ASSIGNED TASK
Look through the lines below and extract each one that contains "exact".

Dataset records
-------

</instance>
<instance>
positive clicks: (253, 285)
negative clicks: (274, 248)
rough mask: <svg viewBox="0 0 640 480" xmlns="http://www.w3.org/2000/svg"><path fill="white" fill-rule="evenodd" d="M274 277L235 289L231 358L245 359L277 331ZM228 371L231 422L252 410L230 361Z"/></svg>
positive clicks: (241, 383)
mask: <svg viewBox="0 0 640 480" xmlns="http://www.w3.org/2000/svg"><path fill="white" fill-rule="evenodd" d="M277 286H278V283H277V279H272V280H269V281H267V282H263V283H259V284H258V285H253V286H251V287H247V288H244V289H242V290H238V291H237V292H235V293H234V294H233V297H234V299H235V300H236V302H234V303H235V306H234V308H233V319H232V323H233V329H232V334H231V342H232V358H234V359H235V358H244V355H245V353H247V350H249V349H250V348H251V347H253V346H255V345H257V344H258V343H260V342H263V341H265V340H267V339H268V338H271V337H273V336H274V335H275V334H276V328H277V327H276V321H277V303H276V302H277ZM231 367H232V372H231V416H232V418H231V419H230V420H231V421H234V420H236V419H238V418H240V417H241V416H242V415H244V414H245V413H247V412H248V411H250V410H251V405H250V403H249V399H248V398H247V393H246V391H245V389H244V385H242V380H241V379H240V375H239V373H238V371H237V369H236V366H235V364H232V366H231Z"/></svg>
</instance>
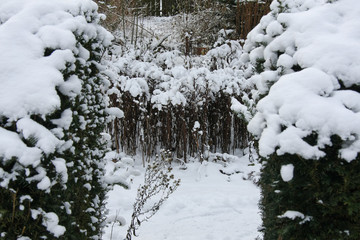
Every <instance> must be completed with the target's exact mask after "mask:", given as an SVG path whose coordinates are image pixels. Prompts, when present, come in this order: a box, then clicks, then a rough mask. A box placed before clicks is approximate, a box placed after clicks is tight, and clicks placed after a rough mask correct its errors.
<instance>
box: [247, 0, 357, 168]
mask: <svg viewBox="0 0 360 240" xmlns="http://www.w3.org/2000/svg"><path fill="white" fill-rule="evenodd" d="M282 4H283V6H280V3H279V2H278V1H274V2H273V4H272V6H271V7H272V13H270V14H268V15H267V16H265V17H264V18H263V19H262V20H261V22H260V24H259V25H258V26H257V27H256V28H255V29H254V30H253V31H252V32H251V33H250V34H249V36H248V40H247V42H246V44H245V46H244V49H245V51H246V52H247V53H246V54H244V56H243V58H244V59H249V61H250V62H251V64H252V66H254V67H255V68H256V67H257V69H258V74H255V76H253V77H251V78H250V80H249V81H250V82H252V84H253V85H254V86H256V89H257V90H256V91H253V92H252V93H253V97H254V98H255V99H256V100H257V101H258V100H259V99H260V98H261V96H264V95H267V96H265V97H263V98H262V99H261V100H260V101H259V102H258V104H257V106H256V111H257V113H256V115H255V116H254V118H253V119H252V120H251V121H250V124H249V126H248V129H249V131H250V132H252V133H253V134H254V135H256V136H257V137H258V138H259V149H260V154H261V155H262V156H263V157H267V156H269V155H271V154H273V153H275V152H276V153H277V154H278V155H282V154H285V153H290V154H300V155H301V156H302V157H304V158H307V159H318V158H320V157H322V156H324V152H323V151H322V149H323V148H324V147H325V146H329V145H330V146H331V137H332V136H334V135H337V136H339V137H340V138H341V139H342V140H343V141H344V144H343V147H342V149H341V150H340V157H341V158H342V159H344V160H347V161H352V160H354V159H355V158H356V157H357V155H358V153H359V151H360V127H359V125H358V124H357V123H358V122H359V121H360V118H359V117H360V115H359V107H360V105H359V97H360V95H359V93H358V91H357V90H356V89H358V85H359V83H360V82H359V79H360V68H359V66H360V58H359V56H360V41H359V37H360V35H359V31H358V29H359V28H360V18H359V16H360V2H359V1H357V0H339V1H334V2H329V1H325V0H316V1H306V0H286V1H283V3H282ZM281 9H282V11H280V10H281ZM261 68H262V69H261ZM314 133H316V144H310V143H309V142H307V141H306V140H305V139H306V137H309V136H311V135H312V134H314Z"/></svg>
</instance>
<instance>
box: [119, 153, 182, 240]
mask: <svg viewBox="0 0 360 240" xmlns="http://www.w3.org/2000/svg"><path fill="white" fill-rule="evenodd" d="M171 162H172V157H171V152H170V151H165V150H162V151H161V153H160V156H156V159H155V160H154V161H153V162H152V163H149V165H148V166H147V168H146V171H145V179H144V184H143V185H140V186H139V188H138V192H137V197H136V201H135V203H134V206H133V214H132V217H131V222H130V226H129V228H128V231H127V235H126V238H125V240H131V239H132V237H133V236H136V231H137V230H138V229H139V227H140V226H141V224H142V223H143V222H145V221H148V220H149V219H150V218H151V217H152V216H154V215H155V214H156V213H157V211H159V209H160V207H161V205H162V204H163V203H164V202H165V201H166V200H167V199H168V198H169V196H170V194H172V193H174V191H175V190H176V189H177V187H178V186H179V185H180V179H175V177H174V175H173V174H172V173H171V171H172V167H171Z"/></svg>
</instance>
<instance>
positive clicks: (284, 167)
mask: <svg viewBox="0 0 360 240" xmlns="http://www.w3.org/2000/svg"><path fill="white" fill-rule="evenodd" d="M280 174H281V178H282V180H283V181H284V182H289V181H291V180H292V179H293V177H294V165H293V164H287V165H282V166H281V169H280Z"/></svg>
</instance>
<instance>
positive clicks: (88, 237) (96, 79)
mask: <svg viewBox="0 0 360 240" xmlns="http://www.w3.org/2000/svg"><path fill="white" fill-rule="evenodd" d="M25 2H26V3H25ZM4 10H5V11H4ZM6 10H7V11H6ZM4 12H7V15H5V14H4ZM9 13H10V14H9ZM100 17H101V16H100V15H98V14H97V5H96V4H95V3H93V2H92V1H87V0H77V1H73V0H71V1H70V0H69V1H67V0H65V1H64V0H62V1H51V2H48V1H22V0H16V1H5V2H4V4H0V18H1V19H2V20H3V21H1V25H0V32H1V34H0V35H1V37H0V38H1V39H0V41H3V42H2V43H4V44H5V45H6V44H8V45H6V47H7V49H6V50H4V49H2V50H3V53H4V56H9V55H8V53H9V52H16V49H17V48H20V49H23V50H24V52H22V55H21V56H17V57H19V58H22V59H23V60H24V59H25V61H26V62H27V63H28V64H29V65H30V66H33V67H34V68H33V69H31V72H26V70H28V69H27V68H26V66H25V67H24V68H22V66H21V65H19V66H13V65H11V64H12V63H16V59H12V58H9V59H8V60H9V63H7V64H4V65H3V69H2V71H1V73H0V79H4V78H5V75H4V74H8V76H10V78H9V79H11V80H12V81H13V82H12V84H7V82H6V81H5V82H3V84H2V86H3V88H5V90H6V91H9V93H10V94H11V93H13V95H14V97H12V99H10V100H9V101H5V102H4V101H2V102H1V104H2V105H1V107H0V120H1V126H0V131H1V134H0V142H1V144H2V146H5V147H1V148H0V184H1V188H0V234H1V235H0V236H1V239H17V238H19V237H22V239H54V238H62V239H99V238H100V236H101V226H102V221H103V214H104V198H105V193H106V189H107V186H106V184H105V182H104V181H103V175H104V172H103V171H104V170H103V167H104V162H103V161H104V160H103V156H104V154H105V151H106V148H105V145H104V142H103V141H102V138H101V133H102V132H104V131H105V124H106V117H107V116H106V113H105V109H106V107H107V104H108V98H107V96H106V95H105V90H106V88H107V87H108V85H109V84H108V83H107V82H106V81H104V78H103V77H102V76H101V74H100V70H102V67H101V64H100V62H101V55H102V52H103V51H104V48H105V47H106V46H107V45H109V44H110V40H111V37H112V36H111V35H110V33H108V32H107V31H105V29H103V28H102V27H100V26H99V21H100ZM29 19H32V21H30V22H26V21H28V20H29ZM17 22H18V23H20V24H23V25H16V24H17ZM25 22H26V24H25ZM28 24H30V26H29V25H28ZM19 26H20V27H19ZM21 26H26V28H22V27H21ZM8 29H12V31H13V32H14V34H15V35H14V40H16V41H15V42H17V43H16V44H13V45H12V44H11V43H9V42H5V40H4V36H9V34H10V33H9V32H8V31H7V30H8ZM16 35H19V36H24V37H23V38H20V39H19V38H16ZM10 37H11V36H10ZM29 41H32V43H33V45H32V46H30V47H25V48H24V47H23V46H27V44H28V42H29ZM18 62H19V64H21V62H20V61H18ZM14 67H18V69H19V70H18V71H11V69H13V68H14ZM42 73H46V74H42ZM39 81H40V83H39ZM26 83H30V86H34V88H33V89H35V91H33V92H32V91H31V89H26V86H27V85H26ZM16 85H17V86H16ZM19 91H20V92H21V93H22V94H23V95H22V96H20V97H18V96H17V94H16V93H17V92H19ZM43 95H44V96H45V97H44V101H42V102H39V101H37V99H42V97H43ZM8 96H11V95H8ZM32 96H34V98H32ZM23 98H24V99H26V100H28V102H27V103H26V104H22V99H23ZM29 99H30V100H29ZM34 99H35V100H34ZM31 100H32V101H31ZM11 102H15V103H18V102H20V104H17V105H16V109H15V110H14V112H13V113H12V112H9V111H6V110H7V106H6V105H5V104H9V103H11ZM6 142H9V144H8V145H4V144H6Z"/></svg>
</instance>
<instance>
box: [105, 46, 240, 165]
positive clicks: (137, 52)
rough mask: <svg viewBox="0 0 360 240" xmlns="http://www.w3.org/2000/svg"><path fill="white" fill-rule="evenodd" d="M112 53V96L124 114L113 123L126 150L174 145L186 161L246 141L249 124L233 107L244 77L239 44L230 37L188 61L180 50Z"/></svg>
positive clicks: (223, 150)
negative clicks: (186, 160) (202, 55)
mask: <svg viewBox="0 0 360 240" xmlns="http://www.w3.org/2000/svg"><path fill="white" fill-rule="evenodd" d="M113 52H114V53H113V55H112V59H109V68H108V70H107V71H106V73H107V75H108V77H109V79H111V81H112V82H113V83H114V85H113V87H112V88H111V89H110V90H109V91H108V94H109V95H110V96H111V99H112V104H113V106H115V107H120V108H121V109H122V110H123V116H124V117H123V118H122V119H118V120H115V121H114V125H113V136H116V137H115V139H114V142H115V144H114V145H116V146H118V147H119V148H121V149H122V150H124V151H126V152H127V153H128V154H134V153H136V151H137V150H142V151H144V152H145V153H146V155H151V154H153V153H155V152H156V151H157V148H158V147H161V148H166V149H172V150H173V151H175V152H176V153H177V156H178V157H184V158H185V159H186V155H187V154H191V155H196V154H198V153H199V152H204V151H205V149H206V148H210V150H211V151H217V150H218V151H223V152H229V151H230V149H233V148H241V147H244V145H246V144H247V138H246V137H247V134H246V132H247V131H246V123H245V122H244V121H242V120H241V119H238V118H234V114H232V110H231V109H230V107H231V98H232V97H238V98H239V96H240V95H241V89H242V87H241V86H242V85H243V84H244V80H245V79H244V78H243V71H242V70H241V69H240V66H241V64H239V62H240V60H239V57H240V55H241V53H242V48H241V46H240V44H239V43H237V42H235V41H229V42H227V43H226V44H223V45H221V46H219V47H217V48H214V49H213V50H211V51H209V52H208V54H207V55H206V56H202V57H199V58H198V59H194V60H191V61H189V62H187V61H186V60H188V59H186V57H185V56H184V55H182V54H181V53H180V52H178V51H164V52H161V51H160V52H153V51H145V52H141V51H139V50H134V49H127V50H126V49H125V50H123V51H121V49H114V50H113ZM199 60H201V61H199ZM189 65H191V67H189ZM134 119H135V120H136V121H134ZM233 119H234V120H233ZM195 122H198V124H200V126H199V128H197V130H196V131H198V133H196V132H194V131H193V128H194V126H195ZM232 129H235V131H236V134H234V132H232Z"/></svg>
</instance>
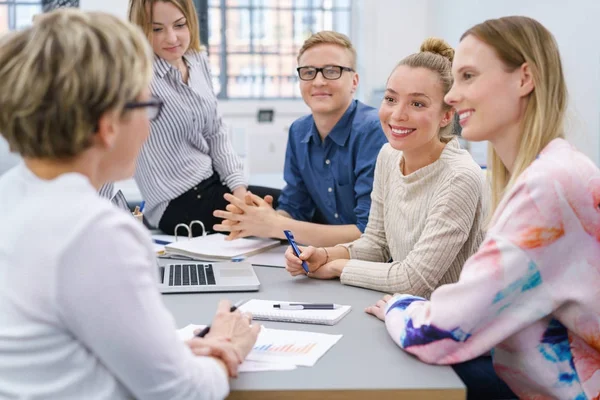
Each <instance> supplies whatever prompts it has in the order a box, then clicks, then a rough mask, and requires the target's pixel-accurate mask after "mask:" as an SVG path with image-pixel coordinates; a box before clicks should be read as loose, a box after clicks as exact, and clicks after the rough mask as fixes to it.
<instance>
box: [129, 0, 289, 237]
mask: <svg viewBox="0 0 600 400" xmlns="http://www.w3.org/2000/svg"><path fill="white" fill-rule="evenodd" d="M129 19H130V21H131V22H133V23H135V24H137V25H139V26H140V27H141V28H142V29H143V30H144V32H145V33H146V35H147V37H148V39H149V41H150V43H151V44H152V49H153V51H154V55H155V57H154V75H153V79H152V84H151V90H152V94H153V96H154V97H157V98H159V99H161V100H163V102H164V103H165V106H164V109H163V112H162V114H161V116H160V118H158V119H157V120H155V121H152V126H151V132H150V137H149V138H148V141H147V142H146V143H145V144H144V147H143V148H142V151H141V152H140V156H139V158H138V160H137V166H136V172H135V180H136V182H137V184H138V186H139V188H140V191H141V193H142V197H143V198H144V200H145V201H146V209H145V212H144V214H145V216H146V219H147V220H148V222H149V223H150V225H152V226H158V227H159V228H160V229H161V230H162V231H164V232H166V233H169V234H172V233H173V232H174V230H175V226H176V225H177V224H179V223H186V224H188V223H189V222H191V221H193V220H200V221H202V223H203V224H204V226H205V227H206V228H207V229H212V226H213V225H214V224H217V223H219V222H220V219H218V218H215V217H213V215H212V214H213V211H214V210H222V209H225V208H226V207H227V205H228V204H229V203H228V202H227V201H226V200H225V199H224V198H223V195H224V194H225V193H229V192H231V193H233V195H234V196H236V197H238V198H240V199H243V198H244V197H245V194H246V192H247V185H246V181H245V179H244V173H243V164H242V161H241V160H240V158H239V157H238V156H237V154H236V153H235V151H234V149H233V146H232V144H231V141H230V139H229V132H228V129H227V127H226V126H225V124H224V123H223V121H222V120H221V116H220V115H219V112H218V110H217V98H216V96H215V94H214V92H213V88H212V80H211V79H212V78H211V74H210V70H209V64H208V58H207V56H206V53H205V52H203V49H202V46H201V45H200V37H199V29H198V17H197V14H196V9H195V8H194V4H193V3H192V0H130V3H129ZM251 190H252V191H253V192H254V193H255V194H257V195H259V196H261V197H264V196H266V195H271V196H273V198H275V199H277V198H278V197H279V191H278V190H273V189H265V188H260V187H253V188H251ZM201 233H202V230H201V229H200V227H199V226H197V225H194V230H193V234H194V236H198V235H200V234H201Z"/></svg>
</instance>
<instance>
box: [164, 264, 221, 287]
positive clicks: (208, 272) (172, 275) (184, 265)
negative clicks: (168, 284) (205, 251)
mask: <svg viewBox="0 0 600 400" xmlns="http://www.w3.org/2000/svg"><path fill="white" fill-rule="evenodd" d="M165 268H166V269H167V271H166V272H167V273H166V274H165ZM159 276H160V277H161V278H163V279H167V282H168V284H169V286H190V285H192V286H198V285H201V286H204V285H215V284H216V281H215V273H214V270H213V266H212V264H171V265H167V266H166V267H160V275H159Z"/></svg>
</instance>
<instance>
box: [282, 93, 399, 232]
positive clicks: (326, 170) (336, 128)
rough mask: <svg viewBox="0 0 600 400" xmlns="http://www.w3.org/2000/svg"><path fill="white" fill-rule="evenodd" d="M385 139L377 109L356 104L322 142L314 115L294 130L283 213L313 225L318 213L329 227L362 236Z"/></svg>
mask: <svg viewBox="0 0 600 400" xmlns="http://www.w3.org/2000/svg"><path fill="white" fill-rule="evenodd" d="M385 143H387V139H386V137H385V134H384V133H383V130H382V129H381V124H380V122H379V116H378V115H377V110H376V109H375V108H373V107H369V106H367V105H365V104H363V103H361V102H359V101H358V100H354V101H352V103H351V104H350V106H349V107H348V110H346V112H345V113H344V115H343V116H342V118H341V119H340V120H339V121H338V123H337V124H336V125H335V126H334V128H333V129H332V131H331V132H330V133H329V135H327V137H326V138H325V140H323V141H321V137H320V136H319V132H318V131H317V127H316V126H315V121H314V119H313V117H312V115H308V116H304V117H302V118H299V119H297V120H296V121H294V123H293V124H292V126H291V127H290V133H289V139H288V145H287V151H286V155H285V167H284V172H283V177H284V179H285V182H286V186H285V187H284V188H283V190H282V192H281V196H280V197H279V209H281V210H284V211H286V212H287V213H288V214H290V215H291V216H292V218H294V219H296V220H299V221H311V219H312V217H313V215H314V213H315V211H316V210H317V209H318V210H319V211H320V212H321V213H322V214H323V216H324V217H325V220H326V222H327V223H328V224H330V225H348V224H355V225H356V226H357V227H358V229H360V231H361V232H364V230H365V227H366V225H367V221H368V219H369V210H370V208H371V190H372V189H373V174H374V170H375V161H376V160H377V155H378V154H379V150H381V147H382V146H383V145H384V144H385Z"/></svg>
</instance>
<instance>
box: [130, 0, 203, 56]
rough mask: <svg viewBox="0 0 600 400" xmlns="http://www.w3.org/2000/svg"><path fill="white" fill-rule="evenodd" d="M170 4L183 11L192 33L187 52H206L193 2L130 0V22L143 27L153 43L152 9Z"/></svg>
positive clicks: (199, 24) (166, 0)
mask: <svg viewBox="0 0 600 400" xmlns="http://www.w3.org/2000/svg"><path fill="white" fill-rule="evenodd" d="M158 2H162V3H170V4H173V5H174V6H175V7H177V8H178V9H179V11H181V13H182V14H183V16H184V17H185V20H186V24H187V26H188V29H189V31H190V47H188V49H187V50H193V51H198V52H199V51H204V46H202V43H201V42H200V23H199V22H198V13H197V12H196V7H194V3H193V1H192V0H130V1H129V12H128V15H129V21H131V22H133V23H134V24H136V25H137V26H139V27H141V28H142V30H143V31H144V33H145V34H146V37H147V38H148V40H149V41H152V8H153V7H154V4H156V3H158Z"/></svg>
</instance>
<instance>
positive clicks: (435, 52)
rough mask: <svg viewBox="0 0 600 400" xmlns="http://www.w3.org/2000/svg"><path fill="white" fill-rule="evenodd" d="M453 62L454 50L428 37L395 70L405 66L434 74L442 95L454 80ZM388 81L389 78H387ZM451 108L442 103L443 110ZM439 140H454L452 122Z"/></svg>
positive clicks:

-------

EXERCISE OUTPUT
Every <instance> must be completed with the target's exact mask after "mask:", given as an SVG path whose coordinates are image pixels. Prompts, when present, come in this order: a box, then clicks, then a rough mask. A box placed before clicks is approximate, a box placed after clicks is tight, and clicks placed after a rough mask correct its errors.
Each <instance> supplies whatever prompts it has in the order a box, then clicks, then a rough mask, and requires the target's pixel-accurate mask after "mask:" as an SVG path with image-pixel coordinates; a box before clicks should be read as loose, a box after clicks as exact, and clicks after the rough mask as fixes to it.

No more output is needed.